**本文抜粋:**
################

50代からの小さな挑戦が人生を広げる

人生100年時代の折り返し地点――。私は昨年50歳を迎えました。
70歳を超えた方々とお話しする機会も増え、「おいくつですか?」と聞かれ、「51歳です」と答えると、決まって「若いね、今からなんでもできるよ」と笑顔で返ってきます。
その言葉に、ふと気づかされました。私が大学生に向かって「君たちは若い、なんでもできる」と話している姿とまったく同じだということに。年齢に関係なく、挑戦する気持ちさえあれば、人はいつからでも新しいスタートを切ることができるのだと実感します。

では、50代の私がこれから挑戦したいことは何か。ワクワクする未来への小さな挑戦を4つ挙げてみたいと思います。

まず①は、大学教員としての挑戦
現在、ハイパフォーマンスコーチングの領域、特に女性コーチの職域拡大に関する研究を進めています。博士論文を完成させ、研究者としての責任を果たすことが次の目標です。私はポジションや肩書には興味がありませんが、学生と真摯に向き合う以上、研究者としての成果を出し、教育現場に還元することが使命だと感じています。

②は、キャリアコンサルタントとしての挑戦
50歳を過ぎ、選手や若手コーチからキャリアの相談を受ける機会が増えました。これまで自分自身は「引き寄せの法則」に導かれるように歩んできましたが、他者の人生に関わる以上、体系的な知識とメンタリング技術を学びたいと強く思っています。キャリア支援を通じて、人生の転機に寄り添える存在になりたいと考えています。

################

**やること:** 上の、50代からの挑戦についての文章を、最後の文の後から書き継げ。

################

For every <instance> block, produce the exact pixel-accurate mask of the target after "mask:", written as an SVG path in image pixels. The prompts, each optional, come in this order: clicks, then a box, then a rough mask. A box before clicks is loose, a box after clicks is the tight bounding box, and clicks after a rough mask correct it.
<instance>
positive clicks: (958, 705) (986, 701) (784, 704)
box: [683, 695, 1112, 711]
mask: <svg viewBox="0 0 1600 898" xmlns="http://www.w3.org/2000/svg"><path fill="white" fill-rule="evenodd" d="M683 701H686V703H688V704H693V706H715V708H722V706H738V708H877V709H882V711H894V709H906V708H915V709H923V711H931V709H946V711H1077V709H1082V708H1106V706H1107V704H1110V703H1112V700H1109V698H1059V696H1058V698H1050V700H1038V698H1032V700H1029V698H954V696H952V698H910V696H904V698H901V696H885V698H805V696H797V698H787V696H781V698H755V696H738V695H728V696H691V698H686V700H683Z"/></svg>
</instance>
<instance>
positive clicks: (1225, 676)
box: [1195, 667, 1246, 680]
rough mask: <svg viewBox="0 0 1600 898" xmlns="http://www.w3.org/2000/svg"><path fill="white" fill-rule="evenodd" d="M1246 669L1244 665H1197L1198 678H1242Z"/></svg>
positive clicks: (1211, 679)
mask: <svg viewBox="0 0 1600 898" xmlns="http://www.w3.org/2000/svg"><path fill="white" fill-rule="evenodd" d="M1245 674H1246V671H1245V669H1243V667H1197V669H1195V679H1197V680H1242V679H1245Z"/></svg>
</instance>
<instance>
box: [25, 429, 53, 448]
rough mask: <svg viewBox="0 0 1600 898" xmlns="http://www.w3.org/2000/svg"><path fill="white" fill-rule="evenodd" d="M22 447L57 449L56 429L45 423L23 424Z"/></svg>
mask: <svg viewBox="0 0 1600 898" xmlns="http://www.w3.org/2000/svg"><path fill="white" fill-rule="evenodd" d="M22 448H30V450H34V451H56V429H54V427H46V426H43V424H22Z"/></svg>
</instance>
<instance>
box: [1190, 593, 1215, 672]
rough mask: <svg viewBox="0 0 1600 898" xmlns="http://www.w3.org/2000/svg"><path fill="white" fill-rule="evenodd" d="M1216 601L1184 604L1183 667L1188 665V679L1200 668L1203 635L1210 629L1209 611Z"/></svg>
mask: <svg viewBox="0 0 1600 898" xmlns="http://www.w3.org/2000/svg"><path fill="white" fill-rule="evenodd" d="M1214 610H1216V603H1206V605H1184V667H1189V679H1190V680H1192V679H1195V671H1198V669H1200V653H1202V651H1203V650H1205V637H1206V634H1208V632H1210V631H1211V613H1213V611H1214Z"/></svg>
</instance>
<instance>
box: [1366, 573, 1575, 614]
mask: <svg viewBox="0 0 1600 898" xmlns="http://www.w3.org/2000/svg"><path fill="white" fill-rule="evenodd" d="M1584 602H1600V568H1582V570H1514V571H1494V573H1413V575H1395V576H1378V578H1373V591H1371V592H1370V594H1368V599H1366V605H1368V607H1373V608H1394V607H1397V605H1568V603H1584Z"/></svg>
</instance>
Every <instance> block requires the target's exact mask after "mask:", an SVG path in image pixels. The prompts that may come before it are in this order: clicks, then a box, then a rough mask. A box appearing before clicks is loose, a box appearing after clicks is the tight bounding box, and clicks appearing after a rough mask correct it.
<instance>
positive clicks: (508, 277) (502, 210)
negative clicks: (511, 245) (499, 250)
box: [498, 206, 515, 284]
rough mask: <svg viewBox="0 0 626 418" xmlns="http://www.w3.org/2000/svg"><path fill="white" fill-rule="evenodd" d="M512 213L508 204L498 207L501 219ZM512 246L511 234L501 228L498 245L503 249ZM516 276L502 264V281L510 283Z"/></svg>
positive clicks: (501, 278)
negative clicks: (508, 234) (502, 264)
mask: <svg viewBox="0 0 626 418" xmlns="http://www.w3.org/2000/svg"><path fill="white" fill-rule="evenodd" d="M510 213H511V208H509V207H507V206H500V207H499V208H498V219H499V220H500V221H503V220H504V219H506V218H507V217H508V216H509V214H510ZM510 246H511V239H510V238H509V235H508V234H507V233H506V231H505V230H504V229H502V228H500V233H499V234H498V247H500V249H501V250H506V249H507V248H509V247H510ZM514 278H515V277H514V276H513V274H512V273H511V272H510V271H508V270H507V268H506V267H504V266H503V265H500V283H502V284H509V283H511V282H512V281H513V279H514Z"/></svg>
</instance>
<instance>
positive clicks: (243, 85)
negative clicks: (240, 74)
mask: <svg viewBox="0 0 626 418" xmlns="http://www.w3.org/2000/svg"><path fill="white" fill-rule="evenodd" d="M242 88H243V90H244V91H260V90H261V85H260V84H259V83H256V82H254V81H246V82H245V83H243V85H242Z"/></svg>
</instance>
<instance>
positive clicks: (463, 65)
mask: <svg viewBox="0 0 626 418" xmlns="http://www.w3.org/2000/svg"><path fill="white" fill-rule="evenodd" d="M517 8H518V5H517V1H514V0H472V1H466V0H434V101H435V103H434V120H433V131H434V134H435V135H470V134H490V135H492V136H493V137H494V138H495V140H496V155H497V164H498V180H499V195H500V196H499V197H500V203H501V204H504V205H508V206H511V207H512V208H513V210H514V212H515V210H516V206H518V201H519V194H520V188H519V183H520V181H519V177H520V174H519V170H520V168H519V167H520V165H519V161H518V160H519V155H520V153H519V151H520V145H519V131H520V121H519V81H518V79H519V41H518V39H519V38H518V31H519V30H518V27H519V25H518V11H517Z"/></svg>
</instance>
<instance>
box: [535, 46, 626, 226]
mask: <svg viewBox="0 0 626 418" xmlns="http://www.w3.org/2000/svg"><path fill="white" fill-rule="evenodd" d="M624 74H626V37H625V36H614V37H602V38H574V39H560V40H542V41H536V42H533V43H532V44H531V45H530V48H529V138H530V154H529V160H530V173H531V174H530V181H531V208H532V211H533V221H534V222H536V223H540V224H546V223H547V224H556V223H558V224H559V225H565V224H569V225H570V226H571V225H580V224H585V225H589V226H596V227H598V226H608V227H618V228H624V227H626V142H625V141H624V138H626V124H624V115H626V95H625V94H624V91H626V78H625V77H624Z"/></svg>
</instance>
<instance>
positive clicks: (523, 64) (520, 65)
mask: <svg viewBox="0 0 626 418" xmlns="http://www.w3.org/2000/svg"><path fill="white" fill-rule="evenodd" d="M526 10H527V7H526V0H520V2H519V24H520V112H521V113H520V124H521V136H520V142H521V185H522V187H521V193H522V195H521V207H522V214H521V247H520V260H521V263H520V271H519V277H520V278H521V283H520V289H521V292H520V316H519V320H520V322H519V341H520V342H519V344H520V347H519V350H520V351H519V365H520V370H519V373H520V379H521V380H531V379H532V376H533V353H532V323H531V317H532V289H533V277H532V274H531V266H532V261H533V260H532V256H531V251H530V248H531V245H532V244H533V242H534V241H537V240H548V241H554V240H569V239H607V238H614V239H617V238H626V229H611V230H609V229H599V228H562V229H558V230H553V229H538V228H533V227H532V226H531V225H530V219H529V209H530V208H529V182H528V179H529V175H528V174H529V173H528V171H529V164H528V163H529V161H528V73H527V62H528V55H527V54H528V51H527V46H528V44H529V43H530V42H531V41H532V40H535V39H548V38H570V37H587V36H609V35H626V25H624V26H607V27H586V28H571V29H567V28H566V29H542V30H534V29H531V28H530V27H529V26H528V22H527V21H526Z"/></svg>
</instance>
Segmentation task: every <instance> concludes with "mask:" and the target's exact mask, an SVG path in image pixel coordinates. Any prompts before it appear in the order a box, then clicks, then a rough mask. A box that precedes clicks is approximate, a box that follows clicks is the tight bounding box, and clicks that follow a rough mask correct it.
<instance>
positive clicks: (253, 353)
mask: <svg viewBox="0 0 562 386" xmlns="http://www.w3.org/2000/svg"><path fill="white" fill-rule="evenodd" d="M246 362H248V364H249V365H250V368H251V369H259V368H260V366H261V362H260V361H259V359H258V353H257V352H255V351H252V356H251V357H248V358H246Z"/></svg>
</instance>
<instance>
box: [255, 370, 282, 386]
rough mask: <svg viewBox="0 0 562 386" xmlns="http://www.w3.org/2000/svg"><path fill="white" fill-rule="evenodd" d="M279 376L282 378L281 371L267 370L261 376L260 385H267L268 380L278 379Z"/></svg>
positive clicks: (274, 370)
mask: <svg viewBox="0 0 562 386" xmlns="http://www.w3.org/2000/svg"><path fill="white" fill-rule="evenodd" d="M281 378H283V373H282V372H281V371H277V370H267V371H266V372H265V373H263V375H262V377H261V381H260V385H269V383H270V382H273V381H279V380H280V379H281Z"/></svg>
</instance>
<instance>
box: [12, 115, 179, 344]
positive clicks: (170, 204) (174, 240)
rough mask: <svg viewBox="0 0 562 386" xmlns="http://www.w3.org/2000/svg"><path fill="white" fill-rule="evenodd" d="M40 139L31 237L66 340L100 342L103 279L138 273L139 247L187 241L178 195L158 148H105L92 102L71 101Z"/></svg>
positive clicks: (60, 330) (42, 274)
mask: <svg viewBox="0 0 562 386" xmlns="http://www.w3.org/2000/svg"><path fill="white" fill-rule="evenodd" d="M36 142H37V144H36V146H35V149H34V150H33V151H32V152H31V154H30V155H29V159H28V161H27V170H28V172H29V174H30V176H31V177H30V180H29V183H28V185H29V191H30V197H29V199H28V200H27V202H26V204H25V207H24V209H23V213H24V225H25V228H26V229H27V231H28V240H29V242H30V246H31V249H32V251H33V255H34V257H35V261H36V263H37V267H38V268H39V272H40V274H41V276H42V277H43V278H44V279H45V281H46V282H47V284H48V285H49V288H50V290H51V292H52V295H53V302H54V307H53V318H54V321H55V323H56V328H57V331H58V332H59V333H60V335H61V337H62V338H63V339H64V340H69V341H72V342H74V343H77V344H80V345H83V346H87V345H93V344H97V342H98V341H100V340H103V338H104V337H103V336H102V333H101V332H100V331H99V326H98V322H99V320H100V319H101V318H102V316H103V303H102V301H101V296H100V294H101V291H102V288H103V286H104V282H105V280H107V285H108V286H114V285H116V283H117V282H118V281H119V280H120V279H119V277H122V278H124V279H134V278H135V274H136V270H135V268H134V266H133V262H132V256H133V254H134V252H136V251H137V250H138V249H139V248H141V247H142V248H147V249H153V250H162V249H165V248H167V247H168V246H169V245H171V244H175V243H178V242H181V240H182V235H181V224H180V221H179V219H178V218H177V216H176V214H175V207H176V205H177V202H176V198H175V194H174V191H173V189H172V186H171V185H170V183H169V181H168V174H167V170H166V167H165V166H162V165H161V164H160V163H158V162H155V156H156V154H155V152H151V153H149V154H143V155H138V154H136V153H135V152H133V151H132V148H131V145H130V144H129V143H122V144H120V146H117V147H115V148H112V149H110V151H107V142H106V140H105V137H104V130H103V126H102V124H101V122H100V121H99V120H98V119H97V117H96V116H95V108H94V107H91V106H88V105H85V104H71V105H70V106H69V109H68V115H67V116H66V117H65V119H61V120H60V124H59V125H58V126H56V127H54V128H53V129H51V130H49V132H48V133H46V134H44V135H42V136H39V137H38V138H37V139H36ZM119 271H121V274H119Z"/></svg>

################

**練習の解答:**
③は、ハイパフォーマンスコーチ養成プログラムへの挑戦
「コーチが学び続けることで、選手が成長する」。この信念のもと、JOCナショナルコーチアカデミーやJRFU女性ハイパフォーマンスコーチアカデミーに関われることは大きな喜びです。世界で勝負できるコーチング教育の確立こそ、日本のスポーツ界がさらに発展する鍵だと確信しています。日本発の「世界一のコーチングプログラム」を形にしたい。その思いが私を動かしています。

④は、FEEL FREEのセカンドステップ・サードステップ
開店から2年、お客様に支えられ、ようやく安定期に入りました。次は外装を整え、ドッグランや屋外で食事ができる空間を創りたいと考えています。風を感じながら過ごす“非日常のリラックス空間”がテーマです。
そしてその先のサードステップは、宿泊施設の併設。アクセスが便利とは言えない場所だからこそ、「泊まって楽しめるスポーツバー」を目指します。スポーツと食、そして人のつながりを通して、心が自由にほどける場所を作り続けていきたいです。

そして――まだまだ挑戦したいことはたくさんあります。
生きている間に女子ラグビーが世界一になる瞬間を見届けたい。
若者の夢を応援する“スポーツ投資家”として、次世代の挑戦を支えたい。
小さな挑戦を一つひとつ積み上げながら、自分がこの世に生きている意味を追求していくこと。
それこそが、私のこれからの人生そのものだと思っています。